:: PROBLEM REQUIREMENTS ::
For this exercise, copy each line of the records that contains the word "inside".

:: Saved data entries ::
---

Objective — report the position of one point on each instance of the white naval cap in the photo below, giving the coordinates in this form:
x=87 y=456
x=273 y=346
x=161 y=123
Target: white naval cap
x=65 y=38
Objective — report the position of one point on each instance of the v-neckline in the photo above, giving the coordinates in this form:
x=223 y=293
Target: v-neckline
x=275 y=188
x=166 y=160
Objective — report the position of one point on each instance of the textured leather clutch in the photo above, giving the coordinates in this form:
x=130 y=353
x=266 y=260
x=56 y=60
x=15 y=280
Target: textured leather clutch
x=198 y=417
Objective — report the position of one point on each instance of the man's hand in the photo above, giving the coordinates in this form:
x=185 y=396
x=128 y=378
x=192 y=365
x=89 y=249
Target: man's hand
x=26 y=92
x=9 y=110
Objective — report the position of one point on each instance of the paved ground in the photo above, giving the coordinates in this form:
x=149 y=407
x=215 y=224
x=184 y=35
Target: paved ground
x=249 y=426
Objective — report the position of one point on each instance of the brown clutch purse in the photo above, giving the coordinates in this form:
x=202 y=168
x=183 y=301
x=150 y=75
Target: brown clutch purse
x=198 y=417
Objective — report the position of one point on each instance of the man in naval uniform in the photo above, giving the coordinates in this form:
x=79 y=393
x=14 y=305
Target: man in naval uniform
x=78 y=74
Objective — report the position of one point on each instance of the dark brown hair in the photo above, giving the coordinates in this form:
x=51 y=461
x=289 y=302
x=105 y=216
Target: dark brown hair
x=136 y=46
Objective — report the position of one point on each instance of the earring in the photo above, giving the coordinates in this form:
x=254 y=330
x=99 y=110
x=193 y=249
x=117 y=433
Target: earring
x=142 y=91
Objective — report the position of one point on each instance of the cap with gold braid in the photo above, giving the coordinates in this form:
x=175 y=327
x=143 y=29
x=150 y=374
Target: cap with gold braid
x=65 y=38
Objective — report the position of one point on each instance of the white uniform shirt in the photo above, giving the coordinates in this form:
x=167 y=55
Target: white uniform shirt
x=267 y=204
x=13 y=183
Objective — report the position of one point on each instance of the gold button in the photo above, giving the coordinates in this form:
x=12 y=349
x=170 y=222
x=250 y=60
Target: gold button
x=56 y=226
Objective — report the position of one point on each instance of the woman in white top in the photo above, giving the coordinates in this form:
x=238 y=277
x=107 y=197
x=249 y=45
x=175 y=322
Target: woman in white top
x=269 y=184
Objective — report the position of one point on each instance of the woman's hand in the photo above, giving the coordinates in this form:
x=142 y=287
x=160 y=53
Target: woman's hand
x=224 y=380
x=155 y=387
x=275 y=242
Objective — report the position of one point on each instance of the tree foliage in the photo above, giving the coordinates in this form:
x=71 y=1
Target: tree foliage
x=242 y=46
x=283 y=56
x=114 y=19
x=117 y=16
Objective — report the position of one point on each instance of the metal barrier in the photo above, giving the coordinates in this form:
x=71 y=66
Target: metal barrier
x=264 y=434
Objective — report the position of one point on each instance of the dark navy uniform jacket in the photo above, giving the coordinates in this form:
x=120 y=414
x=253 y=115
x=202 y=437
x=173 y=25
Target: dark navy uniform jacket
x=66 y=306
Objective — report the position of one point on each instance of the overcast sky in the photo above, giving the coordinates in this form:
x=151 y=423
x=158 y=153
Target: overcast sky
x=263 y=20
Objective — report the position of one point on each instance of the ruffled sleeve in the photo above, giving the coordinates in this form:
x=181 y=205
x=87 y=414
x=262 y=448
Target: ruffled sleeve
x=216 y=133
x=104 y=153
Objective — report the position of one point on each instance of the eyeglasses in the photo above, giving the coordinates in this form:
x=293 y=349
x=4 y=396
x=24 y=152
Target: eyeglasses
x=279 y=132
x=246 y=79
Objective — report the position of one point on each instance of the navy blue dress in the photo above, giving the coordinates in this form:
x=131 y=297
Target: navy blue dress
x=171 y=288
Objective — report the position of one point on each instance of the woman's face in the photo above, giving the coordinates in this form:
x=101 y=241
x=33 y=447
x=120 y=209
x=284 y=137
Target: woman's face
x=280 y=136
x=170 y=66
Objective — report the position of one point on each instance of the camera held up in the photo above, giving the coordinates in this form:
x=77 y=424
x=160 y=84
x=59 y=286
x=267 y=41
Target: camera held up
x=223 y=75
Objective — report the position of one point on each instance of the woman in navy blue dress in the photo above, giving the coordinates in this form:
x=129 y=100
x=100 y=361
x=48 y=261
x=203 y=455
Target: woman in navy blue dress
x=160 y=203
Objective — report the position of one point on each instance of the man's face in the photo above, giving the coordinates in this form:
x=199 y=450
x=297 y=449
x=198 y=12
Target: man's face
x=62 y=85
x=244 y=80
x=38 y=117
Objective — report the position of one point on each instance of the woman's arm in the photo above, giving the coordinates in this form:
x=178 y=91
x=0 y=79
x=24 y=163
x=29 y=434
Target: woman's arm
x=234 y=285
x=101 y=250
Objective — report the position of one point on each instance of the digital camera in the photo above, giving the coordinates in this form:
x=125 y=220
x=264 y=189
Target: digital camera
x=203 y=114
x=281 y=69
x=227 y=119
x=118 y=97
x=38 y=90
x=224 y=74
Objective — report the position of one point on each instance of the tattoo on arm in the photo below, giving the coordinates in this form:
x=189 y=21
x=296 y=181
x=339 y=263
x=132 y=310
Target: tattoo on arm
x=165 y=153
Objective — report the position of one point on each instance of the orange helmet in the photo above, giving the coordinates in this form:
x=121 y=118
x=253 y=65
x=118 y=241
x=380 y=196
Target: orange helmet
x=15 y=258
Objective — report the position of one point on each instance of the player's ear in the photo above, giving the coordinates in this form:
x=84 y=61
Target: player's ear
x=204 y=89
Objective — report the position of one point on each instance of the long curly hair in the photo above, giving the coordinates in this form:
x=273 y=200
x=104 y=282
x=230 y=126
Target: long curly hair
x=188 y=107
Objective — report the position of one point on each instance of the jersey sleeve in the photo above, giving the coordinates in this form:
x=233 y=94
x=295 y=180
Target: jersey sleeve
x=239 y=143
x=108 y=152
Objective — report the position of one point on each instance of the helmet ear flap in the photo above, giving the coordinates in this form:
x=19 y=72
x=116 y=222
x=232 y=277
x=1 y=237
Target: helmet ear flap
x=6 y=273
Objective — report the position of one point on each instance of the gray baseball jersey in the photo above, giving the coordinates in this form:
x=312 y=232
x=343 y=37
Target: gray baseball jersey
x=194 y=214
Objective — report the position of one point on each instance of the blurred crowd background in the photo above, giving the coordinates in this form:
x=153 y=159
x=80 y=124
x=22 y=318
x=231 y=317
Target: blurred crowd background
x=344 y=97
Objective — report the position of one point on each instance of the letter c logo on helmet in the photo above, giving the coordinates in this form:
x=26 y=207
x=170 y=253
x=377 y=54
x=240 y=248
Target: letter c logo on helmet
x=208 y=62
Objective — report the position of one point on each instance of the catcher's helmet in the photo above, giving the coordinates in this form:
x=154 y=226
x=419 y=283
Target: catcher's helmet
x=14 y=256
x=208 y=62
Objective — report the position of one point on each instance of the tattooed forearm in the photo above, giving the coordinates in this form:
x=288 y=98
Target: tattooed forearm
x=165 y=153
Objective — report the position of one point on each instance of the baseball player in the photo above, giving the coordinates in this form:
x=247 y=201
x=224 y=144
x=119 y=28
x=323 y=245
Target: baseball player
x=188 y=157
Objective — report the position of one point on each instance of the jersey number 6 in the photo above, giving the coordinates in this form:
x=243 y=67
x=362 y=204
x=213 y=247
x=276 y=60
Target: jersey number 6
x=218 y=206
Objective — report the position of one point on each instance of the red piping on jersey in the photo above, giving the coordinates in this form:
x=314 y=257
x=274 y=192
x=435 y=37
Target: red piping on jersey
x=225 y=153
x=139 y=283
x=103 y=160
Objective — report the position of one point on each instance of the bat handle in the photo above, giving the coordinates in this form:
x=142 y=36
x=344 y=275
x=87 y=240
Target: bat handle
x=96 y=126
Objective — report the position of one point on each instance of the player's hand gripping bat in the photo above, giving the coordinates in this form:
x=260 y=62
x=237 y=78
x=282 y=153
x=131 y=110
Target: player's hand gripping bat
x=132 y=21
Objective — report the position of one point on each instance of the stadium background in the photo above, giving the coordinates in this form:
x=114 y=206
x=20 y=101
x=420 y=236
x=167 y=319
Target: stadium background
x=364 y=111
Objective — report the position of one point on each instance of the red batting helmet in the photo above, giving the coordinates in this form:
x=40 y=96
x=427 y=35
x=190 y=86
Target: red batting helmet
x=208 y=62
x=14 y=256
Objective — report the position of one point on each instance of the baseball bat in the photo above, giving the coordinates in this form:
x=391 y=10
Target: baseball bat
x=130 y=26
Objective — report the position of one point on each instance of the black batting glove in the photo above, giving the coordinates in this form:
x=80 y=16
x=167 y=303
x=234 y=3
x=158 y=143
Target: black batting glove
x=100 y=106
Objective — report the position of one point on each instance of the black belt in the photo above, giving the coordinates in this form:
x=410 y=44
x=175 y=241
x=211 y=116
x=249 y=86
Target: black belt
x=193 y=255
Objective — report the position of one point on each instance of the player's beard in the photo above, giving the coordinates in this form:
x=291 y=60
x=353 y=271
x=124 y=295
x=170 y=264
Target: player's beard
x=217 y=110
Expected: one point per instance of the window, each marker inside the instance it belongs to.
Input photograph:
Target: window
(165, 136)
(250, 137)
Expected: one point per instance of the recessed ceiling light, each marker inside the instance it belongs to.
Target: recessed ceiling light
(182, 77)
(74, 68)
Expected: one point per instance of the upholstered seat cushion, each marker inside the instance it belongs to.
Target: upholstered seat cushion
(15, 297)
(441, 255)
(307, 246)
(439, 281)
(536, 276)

---

:: FINISHED EXERCISE ::
Expected: one point per instance of the window, each marker inside the instance it belongs to.
Expected: one point per instance of the recessed ceiling light, each marker inside the instance it belongs to.
Expected: one point per instance of the upholstered seat cushion, each marker inside the instance it belongs to.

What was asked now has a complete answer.